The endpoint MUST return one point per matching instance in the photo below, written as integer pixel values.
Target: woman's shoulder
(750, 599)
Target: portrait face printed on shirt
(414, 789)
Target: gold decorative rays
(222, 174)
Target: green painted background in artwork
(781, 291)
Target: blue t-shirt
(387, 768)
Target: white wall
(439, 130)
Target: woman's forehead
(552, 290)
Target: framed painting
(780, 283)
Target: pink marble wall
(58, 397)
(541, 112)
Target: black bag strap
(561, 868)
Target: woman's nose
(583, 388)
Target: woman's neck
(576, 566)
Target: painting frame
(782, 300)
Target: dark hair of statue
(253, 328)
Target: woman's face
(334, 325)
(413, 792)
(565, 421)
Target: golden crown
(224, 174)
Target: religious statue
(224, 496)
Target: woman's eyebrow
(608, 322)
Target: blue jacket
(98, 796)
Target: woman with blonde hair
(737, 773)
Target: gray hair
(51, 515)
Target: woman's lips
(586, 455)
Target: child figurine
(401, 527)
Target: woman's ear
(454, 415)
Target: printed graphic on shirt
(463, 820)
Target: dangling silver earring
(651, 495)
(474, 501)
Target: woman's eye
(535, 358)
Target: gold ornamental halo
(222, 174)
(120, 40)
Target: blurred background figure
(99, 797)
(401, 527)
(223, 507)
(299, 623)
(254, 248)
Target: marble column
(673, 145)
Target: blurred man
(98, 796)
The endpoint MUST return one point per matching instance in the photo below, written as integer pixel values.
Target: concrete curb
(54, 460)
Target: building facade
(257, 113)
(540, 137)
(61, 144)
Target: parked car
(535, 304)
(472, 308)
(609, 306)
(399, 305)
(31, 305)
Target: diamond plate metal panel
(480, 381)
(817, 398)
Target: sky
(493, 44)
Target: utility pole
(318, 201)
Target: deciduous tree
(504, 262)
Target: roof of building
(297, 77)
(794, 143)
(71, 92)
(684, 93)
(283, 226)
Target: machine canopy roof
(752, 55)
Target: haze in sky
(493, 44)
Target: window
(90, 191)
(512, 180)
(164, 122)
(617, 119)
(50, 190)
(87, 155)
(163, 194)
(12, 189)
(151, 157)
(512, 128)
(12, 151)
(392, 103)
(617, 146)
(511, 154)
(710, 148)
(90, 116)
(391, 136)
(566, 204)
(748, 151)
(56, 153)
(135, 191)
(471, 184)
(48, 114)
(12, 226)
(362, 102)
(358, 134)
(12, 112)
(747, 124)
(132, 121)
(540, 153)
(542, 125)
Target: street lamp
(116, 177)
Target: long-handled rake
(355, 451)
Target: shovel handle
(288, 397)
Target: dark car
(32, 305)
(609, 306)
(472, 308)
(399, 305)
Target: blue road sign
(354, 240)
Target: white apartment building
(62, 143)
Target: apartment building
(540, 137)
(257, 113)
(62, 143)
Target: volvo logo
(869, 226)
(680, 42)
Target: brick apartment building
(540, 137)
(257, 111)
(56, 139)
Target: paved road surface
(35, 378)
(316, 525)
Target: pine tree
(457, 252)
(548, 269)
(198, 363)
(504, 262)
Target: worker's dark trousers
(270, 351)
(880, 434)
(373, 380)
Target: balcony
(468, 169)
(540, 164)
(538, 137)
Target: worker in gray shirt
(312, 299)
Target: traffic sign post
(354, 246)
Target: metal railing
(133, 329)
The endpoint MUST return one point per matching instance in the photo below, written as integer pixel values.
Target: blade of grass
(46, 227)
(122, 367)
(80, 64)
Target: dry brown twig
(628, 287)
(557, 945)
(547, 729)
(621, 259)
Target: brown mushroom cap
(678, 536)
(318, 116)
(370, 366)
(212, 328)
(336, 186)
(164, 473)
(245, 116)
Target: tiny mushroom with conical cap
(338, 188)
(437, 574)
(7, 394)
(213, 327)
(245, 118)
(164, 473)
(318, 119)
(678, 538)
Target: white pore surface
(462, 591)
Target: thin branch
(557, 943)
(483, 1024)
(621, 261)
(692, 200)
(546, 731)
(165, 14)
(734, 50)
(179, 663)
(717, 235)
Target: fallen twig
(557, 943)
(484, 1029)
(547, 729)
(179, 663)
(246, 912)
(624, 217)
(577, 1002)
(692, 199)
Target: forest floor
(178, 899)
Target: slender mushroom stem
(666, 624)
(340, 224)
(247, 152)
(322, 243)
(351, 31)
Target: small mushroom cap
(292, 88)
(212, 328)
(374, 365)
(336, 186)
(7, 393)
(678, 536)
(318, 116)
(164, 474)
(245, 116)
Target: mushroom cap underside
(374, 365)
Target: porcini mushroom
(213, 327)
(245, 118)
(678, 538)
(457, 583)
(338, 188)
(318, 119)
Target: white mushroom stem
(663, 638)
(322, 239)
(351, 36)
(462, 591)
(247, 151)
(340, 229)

—————

Goal of the exercise:
Please reproduce each record precisely as written.

Response:
The endpoint MUST return one point per matching instance in the photo below, written as integer pixel values.
Target: woman's shoulder
(750, 599)
Target: portrait face printed on shirt
(414, 789)
Target: gold decorative rays
(222, 174)
Target: green painted background in artwork
(781, 291)
Target: blue t-shirt
(387, 768)
Target: white wall
(439, 130)
Target: woman's forehead
(552, 290)
Target: framed painting
(780, 283)
Target: pink marble wall
(58, 397)
(541, 112)
Target: black bag strap
(561, 868)
Target: woman's nose
(583, 388)
Target: woman's neck
(576, 566)
Target: painting frame
(782, 300)
Target: dark hair of statue
(253, 328)
Target: woman's face
(334, 325)
(413, 792)
(565, 421)
Target: golden crown
(224, 174)
Target: religious statue
(224, 496)
Target: woman's eyebrow
(608, 322)
Target: blue jacket
(98, 796)
Target: woman with blonde hair
(737, 773)
Target: gray hair
(51, 515)
Target: woman's lips
(586, 455)
Target: child figurine
(401, 527)
Target: woman's ear
(454, 415)
Target: printed graphic on shirt
(463, 820)
Target: dangling silver earring
(651, 495)
(474, 501)
Target: woman's eye
(535, 358)
Target: gold ornamental halo
(222, 174)
(120, 40)
Target: blurred background figure
(99, 797)
(401, 527)
(223, 507)
(299, 623)
(254, 248)
Target: marble column
(673, 145)
Target: blurred man
(98, 796)
The endpoint MUST return one point per matching instance in the photo below, written as integer pixel values.
Target: concrete curb
(54, 460)
Target: building facade
(257, 113)
(540, 137)
(61, 144)
Target: parked car
(535, 304)
(472, 308)
(609, 306)
(399, 305)
(31, 305)
Target: diamond plate metal panel
(480, 381)
(817, 398)
Target: sky
(493, 44)
Target: utility pole
(318, 201)
Target: deciduous tree
(504, 262)
Target: roof of building
(297, 77)
(794, 143)
(71, 92)
(684, 93)
(283, 226)
Target: machine canopy roof
(752, 55)
Target: haze in sky
(493, 44)
Target: window
(90, 191)
(512, 180)
(164, 122)
(617, 119)
(50, 190)
(87, 155)
(163, 194)
(12, 189)
(151, 157)
(512, 128)
(12, 151)
(392, 103)
(617, 146)
(511, 154)
(710, 148)
(90, 116)
(391, 136)
(566, 204)
(748, 151)
(56, 153)
(135, 191)
(471, 184)
(48, 114)
(12, 226)
(362, 102)
(358, 134)
(12, 112)
(747, 124)
(132, 121)
(540, 153)
(542, 125)
Target: street lamp
(116, 177)
Target: long-handled rake
(355, 451)
Target: shovel handle
(288, 397)
Target: dark car
(32, 305)
(609, 306)
(472, 308)
(399, 305)
Target: blue road sign
(354, 240)
Target: white apartment building
(62, 143)
Target: apartment building
(540, 137)
(257, 113)
(62, 143)
Target: volvo logo
(869, 226)
(680, 42)
Target: brick apartment building
(540, 137)
(257, 111)
(56, 139)
Target: paved road surface
(35, 378)
(316, 525)
Target: pine tree
(457, 252)
(548, 269)
(198, 363)
(504, 262)
Target: worker's dark trousers
(270, 351)
(880, 434)
(373, 380)
Target: balcony
(468, 169)
(540, 164)
(538, 137)
Target: worker in gray shirt
(312, 299)
Target: traffic sign post
(354, 246)
Target: metal railing
(133, 329)
The endpoint MUST return one point per matching instance in the photo below, written as integer pixel values.
Target: blade of grass
(46, 227)
(122, 367)
(80, 64)
Target: dry brown twig
(628, 287)
(557, 945)
(547, 729)
(621, 259)
Target: brown mushroom cap
(678, 536)
(318, 116)
(370, 366)
(212, 328)
(336, 186)
(164, 473)
(245, 116)
Target: tiny mushroom with conical cap
(338, 188)
(437, 574)
(7, 394)
(213, 327)
(245, 118)
(164, 473)
(318, 119)
(678, 538)
Target: white pore surface
(462, 591)
Target: thin branch
(557, 943)
(483, 1024)
(621, 261)
(692, 200)
(546, 731)
(165, 14)
(734, 50)
(179, 663)
(717, 235)
Target: fallen twig
(557, 943)
(484, 1029)
(547, 729)
(179, 663)
(246, 912)
(624, 217)
(577, 1002)
(692, 199)
Target: forest floor
(178, 899)
Target: slender mushroom stem
(666, 624)
(340, 224)
(247, 152)
(322, 243)
(351, 31)
Target: small mushroom cap
(292, 88)
(212, 328)
(374, 365)
(336, 186)
(7, 393)
(678, 536)
(318, 116)
(164, 474)
(245, 116)
Target: mushroom cap underside
(374, 365)
Target: porcini mushroom
(213, 327)
(245, 118)
(678, 538)
(457, 583)
(338, 188)
(318, 119)
Target: white mushroom stem
(663, 638)
(322, 239)
(351, 36)
(462, 591)
(247, 151)
(340, 229)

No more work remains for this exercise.